[Items in a dataset]
▬▬▬▬▬▬

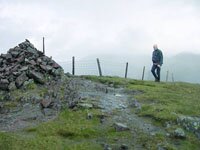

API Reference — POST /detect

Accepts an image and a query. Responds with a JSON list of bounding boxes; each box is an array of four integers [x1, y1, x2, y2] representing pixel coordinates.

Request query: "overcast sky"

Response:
[[0, 0, 200, 60]]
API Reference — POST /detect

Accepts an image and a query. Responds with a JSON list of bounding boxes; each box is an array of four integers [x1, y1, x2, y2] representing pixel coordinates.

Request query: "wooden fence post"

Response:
[[125, 62, 128, 78], [166, 70, 169, 82], [72, 56, 75, 75], [172, 73, 174, 83], [43, 37, 45, 54], [142, 66, 145, 80], [97, 58, 102, 77]]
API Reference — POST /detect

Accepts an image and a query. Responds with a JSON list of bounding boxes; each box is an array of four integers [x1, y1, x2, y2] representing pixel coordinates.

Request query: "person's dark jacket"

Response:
[[152, 49, 163, 65]]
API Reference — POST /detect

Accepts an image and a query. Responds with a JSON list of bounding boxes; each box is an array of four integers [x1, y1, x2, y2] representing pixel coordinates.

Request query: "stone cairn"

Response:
[[0, 39, 63, 90]]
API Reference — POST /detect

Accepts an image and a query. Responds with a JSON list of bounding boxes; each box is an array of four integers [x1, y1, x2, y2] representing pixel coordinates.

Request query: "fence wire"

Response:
[[59, 59, 173, 81]]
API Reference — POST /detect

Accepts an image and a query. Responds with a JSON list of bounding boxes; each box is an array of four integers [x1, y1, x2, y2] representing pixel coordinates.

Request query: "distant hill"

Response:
[[59, 53, 200, 83]]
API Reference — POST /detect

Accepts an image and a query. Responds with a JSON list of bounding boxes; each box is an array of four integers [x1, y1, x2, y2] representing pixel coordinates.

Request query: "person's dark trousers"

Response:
[[151, 64, 160, 81]]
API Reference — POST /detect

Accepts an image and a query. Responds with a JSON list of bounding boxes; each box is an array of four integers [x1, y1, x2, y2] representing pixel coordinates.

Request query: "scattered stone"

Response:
[[15, 72, 28, 88], [104, 144, 112, 150], [8, 82, 17, 91], [87, 113, 93, 120], [42, 108, 55, 116], [174, 128, 186, 139], [177, 116, 200, 139], [78, 103, 93, 109], [120, 144, 128, 150], [0, 39, 63, 90], [113, 122, 130, 131], [0, 79, 9, 90], [40, 97, 54, 108]]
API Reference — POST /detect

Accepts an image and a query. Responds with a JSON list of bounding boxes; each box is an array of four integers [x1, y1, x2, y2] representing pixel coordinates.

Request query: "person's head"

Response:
[[153, 44, 158, 50]]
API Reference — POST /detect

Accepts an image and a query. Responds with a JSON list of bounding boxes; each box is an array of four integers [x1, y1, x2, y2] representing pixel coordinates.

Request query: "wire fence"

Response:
[[56, 57, 174, 82]]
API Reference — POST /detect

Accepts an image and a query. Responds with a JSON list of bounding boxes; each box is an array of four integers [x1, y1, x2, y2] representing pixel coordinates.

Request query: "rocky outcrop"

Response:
[[0, 40, 63, 90]]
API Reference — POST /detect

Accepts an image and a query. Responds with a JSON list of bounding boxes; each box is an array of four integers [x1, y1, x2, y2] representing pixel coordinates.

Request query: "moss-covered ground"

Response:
[[0, 76, 200, 150]]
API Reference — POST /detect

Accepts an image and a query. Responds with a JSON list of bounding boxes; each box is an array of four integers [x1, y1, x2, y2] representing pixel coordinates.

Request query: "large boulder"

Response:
[[28, 70, 45, 84], [0, 39, 63, 90], [15, 72, 29, 88]]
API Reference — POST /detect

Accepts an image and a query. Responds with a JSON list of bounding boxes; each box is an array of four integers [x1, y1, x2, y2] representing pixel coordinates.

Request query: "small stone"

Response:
[[113, 123, 130, 131], [8, 82, 17, 91], [28, 70, 45, 84], [87, 113, 93, 120], [174, 128, 186, 139], [40, 97, 53, 108], [78, 103, 93, 109], [120, 144, 128, 150], [15, 72, 28, 88]]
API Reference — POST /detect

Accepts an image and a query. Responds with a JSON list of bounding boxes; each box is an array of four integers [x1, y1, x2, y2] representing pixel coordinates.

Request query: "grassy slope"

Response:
[[84, 76, 200, 149], [0, 76, 200, 150], [0, 110, 130, 150]]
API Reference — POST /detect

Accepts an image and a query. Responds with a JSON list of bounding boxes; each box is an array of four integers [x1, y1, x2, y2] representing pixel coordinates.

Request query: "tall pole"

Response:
[[142, 66, 145, 80], [125, 62, 128, 78], [97, 58, 102, 77], [72, 56, 75, 75], [166, 70, 169, 82], [43, 37, 45, 54]]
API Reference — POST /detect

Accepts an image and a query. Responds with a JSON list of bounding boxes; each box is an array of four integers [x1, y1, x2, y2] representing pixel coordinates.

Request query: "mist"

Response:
[[0, 0, 200, 83]]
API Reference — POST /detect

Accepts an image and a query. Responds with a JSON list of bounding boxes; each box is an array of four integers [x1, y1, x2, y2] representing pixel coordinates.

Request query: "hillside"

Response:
[[60, 52, 200, 83], [0, 74, 200, 150]]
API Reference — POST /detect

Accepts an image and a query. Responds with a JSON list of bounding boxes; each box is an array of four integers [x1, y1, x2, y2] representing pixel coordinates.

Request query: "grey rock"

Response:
[[78, 103, 93, 109], [0, 79, 9, 90], [120, 144, 128, 150], [113, 122, 130, 131], [15, 73, 28, 88], [174, 128, 186, 139], [10, 50, 19, 58], [40, 97, 54, 108], [87, 113, 93, 120], [8, 82, 17, 91], [42, 108, 55, 116], [19, 66, 28, 71], [28, 70, 45, 84]]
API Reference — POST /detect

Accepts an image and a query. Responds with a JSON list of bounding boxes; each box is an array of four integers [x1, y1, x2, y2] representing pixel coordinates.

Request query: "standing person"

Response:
[[151, 44, 163, 82]]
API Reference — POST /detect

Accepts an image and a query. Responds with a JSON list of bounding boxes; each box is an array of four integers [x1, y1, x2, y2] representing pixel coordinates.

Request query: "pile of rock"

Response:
[[177, 116, 200, 139], [0, 39, 63, 90]]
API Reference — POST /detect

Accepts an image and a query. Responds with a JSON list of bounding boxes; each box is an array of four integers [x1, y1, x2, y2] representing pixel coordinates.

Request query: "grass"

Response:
[[84, 76, 200, 123], [0, 109, 130, 150], [83, 76, 200, 149], [0, 76, 200, 150]]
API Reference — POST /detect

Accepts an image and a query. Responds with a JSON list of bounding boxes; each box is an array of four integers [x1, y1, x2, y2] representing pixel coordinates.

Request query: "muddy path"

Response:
[[74, 79, 166, 149]]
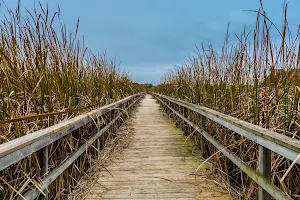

▬▬▬▬▬▬

## TASK TO CARRY OUT:
Tally the lines in the data above that contain the string "wire", with case counting. What is the total, given as the number alone?

## EXERCISE OUTPUT:
2